[Items from a data source]
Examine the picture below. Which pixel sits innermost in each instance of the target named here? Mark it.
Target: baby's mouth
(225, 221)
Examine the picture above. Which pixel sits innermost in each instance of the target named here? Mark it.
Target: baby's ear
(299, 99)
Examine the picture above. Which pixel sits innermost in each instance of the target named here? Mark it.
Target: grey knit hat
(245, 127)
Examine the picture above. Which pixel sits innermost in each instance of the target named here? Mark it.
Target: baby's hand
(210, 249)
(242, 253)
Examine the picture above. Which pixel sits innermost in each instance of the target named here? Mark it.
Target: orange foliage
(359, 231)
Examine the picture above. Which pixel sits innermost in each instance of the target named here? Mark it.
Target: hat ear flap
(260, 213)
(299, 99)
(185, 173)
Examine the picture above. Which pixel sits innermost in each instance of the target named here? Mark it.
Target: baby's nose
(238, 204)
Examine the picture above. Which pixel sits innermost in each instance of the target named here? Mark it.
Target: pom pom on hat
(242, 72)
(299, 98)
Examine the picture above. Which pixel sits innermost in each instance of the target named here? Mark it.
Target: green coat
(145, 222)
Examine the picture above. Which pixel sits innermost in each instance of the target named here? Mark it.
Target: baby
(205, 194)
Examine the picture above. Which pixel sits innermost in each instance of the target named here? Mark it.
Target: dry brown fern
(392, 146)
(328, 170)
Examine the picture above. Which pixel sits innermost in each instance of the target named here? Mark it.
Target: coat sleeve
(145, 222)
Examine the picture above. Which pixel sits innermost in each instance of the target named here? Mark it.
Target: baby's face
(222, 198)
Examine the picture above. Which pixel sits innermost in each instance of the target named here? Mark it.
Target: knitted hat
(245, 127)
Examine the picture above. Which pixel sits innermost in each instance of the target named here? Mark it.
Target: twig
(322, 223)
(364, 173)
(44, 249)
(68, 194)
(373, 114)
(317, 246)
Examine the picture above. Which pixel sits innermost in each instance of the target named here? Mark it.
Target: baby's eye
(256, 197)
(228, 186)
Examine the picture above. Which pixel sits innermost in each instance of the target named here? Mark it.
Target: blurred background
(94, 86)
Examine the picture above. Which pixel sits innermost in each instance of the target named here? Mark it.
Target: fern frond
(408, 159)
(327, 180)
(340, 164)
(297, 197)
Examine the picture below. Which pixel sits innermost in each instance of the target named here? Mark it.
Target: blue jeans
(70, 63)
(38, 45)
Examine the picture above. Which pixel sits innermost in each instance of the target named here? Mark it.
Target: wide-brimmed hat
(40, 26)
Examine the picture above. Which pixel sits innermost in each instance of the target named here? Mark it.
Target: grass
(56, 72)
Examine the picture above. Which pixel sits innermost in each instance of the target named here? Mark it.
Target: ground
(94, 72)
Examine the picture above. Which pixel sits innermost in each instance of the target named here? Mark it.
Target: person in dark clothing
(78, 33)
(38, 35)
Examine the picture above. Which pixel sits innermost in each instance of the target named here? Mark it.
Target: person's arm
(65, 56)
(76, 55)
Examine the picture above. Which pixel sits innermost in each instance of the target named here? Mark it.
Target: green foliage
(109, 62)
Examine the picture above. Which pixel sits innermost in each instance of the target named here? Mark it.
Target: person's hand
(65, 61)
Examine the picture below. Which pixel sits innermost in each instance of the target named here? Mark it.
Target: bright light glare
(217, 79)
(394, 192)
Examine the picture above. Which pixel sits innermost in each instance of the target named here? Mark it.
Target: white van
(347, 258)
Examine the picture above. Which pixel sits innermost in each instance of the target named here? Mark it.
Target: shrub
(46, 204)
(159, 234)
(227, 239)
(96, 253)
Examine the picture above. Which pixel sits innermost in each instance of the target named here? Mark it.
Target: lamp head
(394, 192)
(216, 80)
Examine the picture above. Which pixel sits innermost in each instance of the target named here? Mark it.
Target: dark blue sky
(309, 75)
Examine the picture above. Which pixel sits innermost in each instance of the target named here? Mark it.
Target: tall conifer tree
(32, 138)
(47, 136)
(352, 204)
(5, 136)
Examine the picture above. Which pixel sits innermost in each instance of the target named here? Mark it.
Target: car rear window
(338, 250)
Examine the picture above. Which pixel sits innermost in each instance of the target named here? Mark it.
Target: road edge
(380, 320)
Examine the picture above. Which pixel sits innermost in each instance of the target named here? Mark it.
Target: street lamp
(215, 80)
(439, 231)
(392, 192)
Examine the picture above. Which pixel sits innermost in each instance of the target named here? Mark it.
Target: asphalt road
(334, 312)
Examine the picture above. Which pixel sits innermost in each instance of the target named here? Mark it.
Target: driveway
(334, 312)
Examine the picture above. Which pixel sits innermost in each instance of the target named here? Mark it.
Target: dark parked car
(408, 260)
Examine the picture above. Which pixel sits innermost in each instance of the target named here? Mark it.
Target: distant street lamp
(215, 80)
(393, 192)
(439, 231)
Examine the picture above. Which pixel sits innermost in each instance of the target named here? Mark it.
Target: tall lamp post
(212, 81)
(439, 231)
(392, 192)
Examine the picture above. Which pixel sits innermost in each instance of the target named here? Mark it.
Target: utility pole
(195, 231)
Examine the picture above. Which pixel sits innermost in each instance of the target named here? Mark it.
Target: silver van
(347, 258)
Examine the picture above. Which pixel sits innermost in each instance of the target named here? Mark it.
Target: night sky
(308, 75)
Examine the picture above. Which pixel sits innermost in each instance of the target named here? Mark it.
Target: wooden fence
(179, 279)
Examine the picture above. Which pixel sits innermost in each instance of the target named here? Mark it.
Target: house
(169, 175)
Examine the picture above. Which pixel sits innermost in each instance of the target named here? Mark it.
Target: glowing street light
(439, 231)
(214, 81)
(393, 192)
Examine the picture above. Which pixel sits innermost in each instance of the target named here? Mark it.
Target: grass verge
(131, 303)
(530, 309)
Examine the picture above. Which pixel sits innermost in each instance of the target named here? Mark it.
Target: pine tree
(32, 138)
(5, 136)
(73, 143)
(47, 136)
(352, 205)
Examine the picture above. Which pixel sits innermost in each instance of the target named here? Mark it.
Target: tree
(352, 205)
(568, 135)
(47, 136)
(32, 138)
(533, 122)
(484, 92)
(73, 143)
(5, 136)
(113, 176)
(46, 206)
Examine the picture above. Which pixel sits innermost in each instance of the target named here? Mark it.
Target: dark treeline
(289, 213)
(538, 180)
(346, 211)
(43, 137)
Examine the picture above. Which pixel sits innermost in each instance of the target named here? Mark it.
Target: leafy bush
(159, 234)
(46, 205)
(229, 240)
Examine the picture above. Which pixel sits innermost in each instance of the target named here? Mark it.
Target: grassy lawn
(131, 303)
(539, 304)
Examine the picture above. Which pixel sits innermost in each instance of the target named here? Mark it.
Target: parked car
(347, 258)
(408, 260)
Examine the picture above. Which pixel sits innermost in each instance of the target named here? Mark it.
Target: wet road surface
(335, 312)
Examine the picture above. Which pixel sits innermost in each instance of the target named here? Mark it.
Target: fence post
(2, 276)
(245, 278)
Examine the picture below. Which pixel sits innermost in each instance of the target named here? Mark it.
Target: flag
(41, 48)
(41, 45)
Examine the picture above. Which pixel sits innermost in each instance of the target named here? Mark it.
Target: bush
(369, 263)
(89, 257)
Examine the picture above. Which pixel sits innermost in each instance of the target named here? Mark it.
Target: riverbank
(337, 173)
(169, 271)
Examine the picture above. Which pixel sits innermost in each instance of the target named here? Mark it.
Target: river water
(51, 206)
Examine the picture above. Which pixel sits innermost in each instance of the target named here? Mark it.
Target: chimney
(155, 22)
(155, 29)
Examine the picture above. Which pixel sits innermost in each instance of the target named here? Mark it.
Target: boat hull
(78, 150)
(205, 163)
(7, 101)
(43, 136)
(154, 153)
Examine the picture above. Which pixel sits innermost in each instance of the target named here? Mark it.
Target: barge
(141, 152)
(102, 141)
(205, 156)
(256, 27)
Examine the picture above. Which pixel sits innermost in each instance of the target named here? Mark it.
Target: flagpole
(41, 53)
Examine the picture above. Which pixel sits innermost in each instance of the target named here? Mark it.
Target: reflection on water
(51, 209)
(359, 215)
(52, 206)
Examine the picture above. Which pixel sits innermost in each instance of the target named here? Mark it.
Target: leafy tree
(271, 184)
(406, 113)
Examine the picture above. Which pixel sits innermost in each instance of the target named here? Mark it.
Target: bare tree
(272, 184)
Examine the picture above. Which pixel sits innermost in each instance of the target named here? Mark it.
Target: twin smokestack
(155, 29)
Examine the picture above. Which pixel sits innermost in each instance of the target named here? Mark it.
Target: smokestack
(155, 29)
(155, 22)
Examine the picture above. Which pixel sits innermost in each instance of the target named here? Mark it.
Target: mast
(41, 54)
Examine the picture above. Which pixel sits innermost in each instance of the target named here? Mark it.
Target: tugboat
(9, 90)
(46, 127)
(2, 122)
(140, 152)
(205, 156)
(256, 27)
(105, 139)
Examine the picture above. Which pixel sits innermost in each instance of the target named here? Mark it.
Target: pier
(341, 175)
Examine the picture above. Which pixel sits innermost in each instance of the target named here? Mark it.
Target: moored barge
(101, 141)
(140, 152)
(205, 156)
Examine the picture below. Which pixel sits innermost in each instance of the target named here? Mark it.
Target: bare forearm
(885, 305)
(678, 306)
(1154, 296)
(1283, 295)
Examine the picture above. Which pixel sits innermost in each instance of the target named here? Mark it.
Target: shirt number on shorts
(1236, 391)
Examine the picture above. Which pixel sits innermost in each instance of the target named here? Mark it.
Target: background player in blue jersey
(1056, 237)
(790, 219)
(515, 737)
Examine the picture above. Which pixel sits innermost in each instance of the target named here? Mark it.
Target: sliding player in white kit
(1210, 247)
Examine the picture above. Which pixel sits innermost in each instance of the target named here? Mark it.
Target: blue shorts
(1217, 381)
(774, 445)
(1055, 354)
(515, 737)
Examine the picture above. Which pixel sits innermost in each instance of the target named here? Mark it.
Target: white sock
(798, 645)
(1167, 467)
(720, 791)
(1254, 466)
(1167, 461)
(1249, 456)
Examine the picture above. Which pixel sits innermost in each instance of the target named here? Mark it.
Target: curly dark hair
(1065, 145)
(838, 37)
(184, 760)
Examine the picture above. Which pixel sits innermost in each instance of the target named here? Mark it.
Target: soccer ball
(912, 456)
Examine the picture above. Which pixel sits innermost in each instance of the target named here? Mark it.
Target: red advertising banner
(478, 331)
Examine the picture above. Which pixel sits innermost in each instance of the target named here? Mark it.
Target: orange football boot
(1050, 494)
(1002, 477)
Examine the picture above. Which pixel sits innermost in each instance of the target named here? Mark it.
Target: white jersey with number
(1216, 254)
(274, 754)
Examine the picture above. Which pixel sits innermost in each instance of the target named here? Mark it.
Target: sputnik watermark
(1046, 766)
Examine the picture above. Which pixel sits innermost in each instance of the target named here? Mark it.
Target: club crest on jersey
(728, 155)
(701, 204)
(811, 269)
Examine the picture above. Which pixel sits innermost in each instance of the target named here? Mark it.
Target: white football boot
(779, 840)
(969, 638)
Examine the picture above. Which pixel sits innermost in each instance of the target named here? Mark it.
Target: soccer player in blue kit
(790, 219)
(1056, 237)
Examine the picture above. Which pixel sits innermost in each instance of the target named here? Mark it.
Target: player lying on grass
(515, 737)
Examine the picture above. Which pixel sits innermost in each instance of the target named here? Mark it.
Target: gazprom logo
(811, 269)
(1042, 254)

WHAT IS BEING ASKED ▸
An exact copy of every line from the one containing "Target: soccer player in blue kit" through the last line of the entries is required; please add nothing.

REPLY ▸
Target: soccer player in blue kit
(790, 219)
(1056, 237)
Examine the picture above. Which pixel sits innermost in each instance of the target named here? Mark it.
Target: player lying on grass
(515, 737)
Examine the picture above. Which pixel sits innermost in each instance of the target named here? Mark it.
Target: gazprom logo
(811, 269)
(1042, 254)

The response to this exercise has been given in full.